> _Short problem_: Pull every line of text from the material below and reproduce each one unchanged, leaving the pictures out of your answer.

> _Dataset rows_:
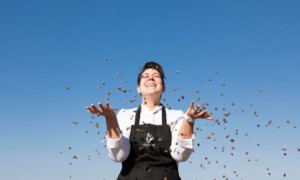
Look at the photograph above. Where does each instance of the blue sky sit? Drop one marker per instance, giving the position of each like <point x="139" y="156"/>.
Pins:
<point x="241" y="52"/>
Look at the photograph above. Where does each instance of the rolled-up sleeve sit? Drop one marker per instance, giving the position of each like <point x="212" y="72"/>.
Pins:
<point x="118" y="149"/>
<point x="181" y="149"/>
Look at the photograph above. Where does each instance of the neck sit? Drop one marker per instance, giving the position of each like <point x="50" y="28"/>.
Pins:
<point x="150" y="103"/>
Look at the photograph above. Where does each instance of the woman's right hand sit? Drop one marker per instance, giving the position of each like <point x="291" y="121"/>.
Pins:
<point x="105" y="111"/>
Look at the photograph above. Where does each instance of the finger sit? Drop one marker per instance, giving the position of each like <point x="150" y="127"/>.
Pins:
<point x="201" y="114"/>
<point x="107" y="105"/>
<point x="197" y="108"/>
<point x="101" y="106"/>
<point x="88" y="108"/>
<point x="94" y="108"/>
<point x="192" y="105"/>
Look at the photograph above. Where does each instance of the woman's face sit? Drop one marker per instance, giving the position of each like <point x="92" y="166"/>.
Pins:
<point x="151" y="83"/>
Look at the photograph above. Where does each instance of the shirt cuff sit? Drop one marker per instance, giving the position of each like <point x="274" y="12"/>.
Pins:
<point x="114" y="143"/>
<point x="186" y="143"/>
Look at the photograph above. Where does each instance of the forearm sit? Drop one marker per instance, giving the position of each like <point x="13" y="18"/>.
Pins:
<point x="112" y="127"/>
<point x="186" y="130"/>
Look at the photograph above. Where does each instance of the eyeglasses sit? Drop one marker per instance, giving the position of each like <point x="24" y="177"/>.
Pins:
<point x="154" y="76"/>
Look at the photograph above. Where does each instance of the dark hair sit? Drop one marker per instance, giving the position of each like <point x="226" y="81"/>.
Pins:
<point x="152" y="65"/>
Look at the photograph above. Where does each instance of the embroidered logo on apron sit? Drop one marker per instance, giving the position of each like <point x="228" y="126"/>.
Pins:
<point x="149" y="141"/>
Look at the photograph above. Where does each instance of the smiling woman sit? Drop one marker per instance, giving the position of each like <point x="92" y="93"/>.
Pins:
<point x="150" y="140"/>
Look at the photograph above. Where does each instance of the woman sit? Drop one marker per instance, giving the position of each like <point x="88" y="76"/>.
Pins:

> _Response for this exercise_:
Look at the photograph above. Where does each instance of the blue sky sit? Drop one marker per instance, giving the position of each like <point x="139" y="156"/>.
Pins:
<point x="241" y="52"/>
Look at the photograph above. Where does each instance of the rolled-up sleeve sit? Drop one marker per instance, giving the position of each like <point x="212" y="72"/>.
Pins:
<point x="118" y="149"/>
<point x="181" y="149"/>
Look at the photograph above. Where does each instance of the neck sit? Drop one marker per instance, giving the position of each like <point x="50" y="28"/>.
Pins:
<point x="150" y="103"/>
Look at the photograph above. Where does each instance of the woman's right hand sit? Drop one marker per instance, giving the position of each like <point x="291" y="121"/>.
Pins:
<point x="105" y="111"/>
Look at the photograph above. Where does each instance of the finger sit? Drop one marker per instance, giving the position of each like <point x="150" y="127"/>.
Pins:
<point x="201" y="114"/>
<point x="107" y="105"/>
<point x="197" y="108"/>
<point x="101" y="106"/>
<point x="88" y="108"/>
<point x="94" y="108"/>
<point x="192" y="105"/>
Look at the photograph above. Where does each instance of the woman's face sit? Drop one marker per instance, giving the position of each like <point x="92" y="166"/>.
Pins:
<point x="151" y="83"/>
Look at the photograph above. Where does each instance of the shirt cuff sit? Drop one marker per instance, giving the position of each like <point x="274" y="12"/>.
Pins:
<point x="114" y="143"/>
<point x="186" y="143"/>
Look at the photograph above. Where does each instance of the forearm sit? Drop one marker per instance, giving the position of each like <point x="13" y="18"/>.
Pins:
<point x="112" y="127"/>
<point x="186" y="130"/>
Look at the photograph above. Where does each instance of the eyeglasses sit? Drop one marker per instance, giving the position of each like <point x="24" y="177"/>.
Pins:
<point x="154" y="76"/>
Look at the photograph above. Where does each instance of the dark hair sit? Drop one marker per instance, giving the position of each like <point x="226" y="81"/>.
Pins:
<point x="152" y="65"/>
Look at the photograph above. Where does each instance of the embroidered logo on apron sit? Drop one marker per instance, giving the position of each like <point x="228" y="126"/>.
Pins:
<point x="149" y="141"/>
Look at the photograph above. Where does each instance of the smiling woman sit? Drop one marker per instance, giving the position of each like <point x="92" y="93"/>.
Pins:
<point x="150" y="140"/>
Look at the photograph above. Where does each instance of the woman sit? Drop one marker per instance, giving the position of each like <point x="88" y="76"/>.
Pins:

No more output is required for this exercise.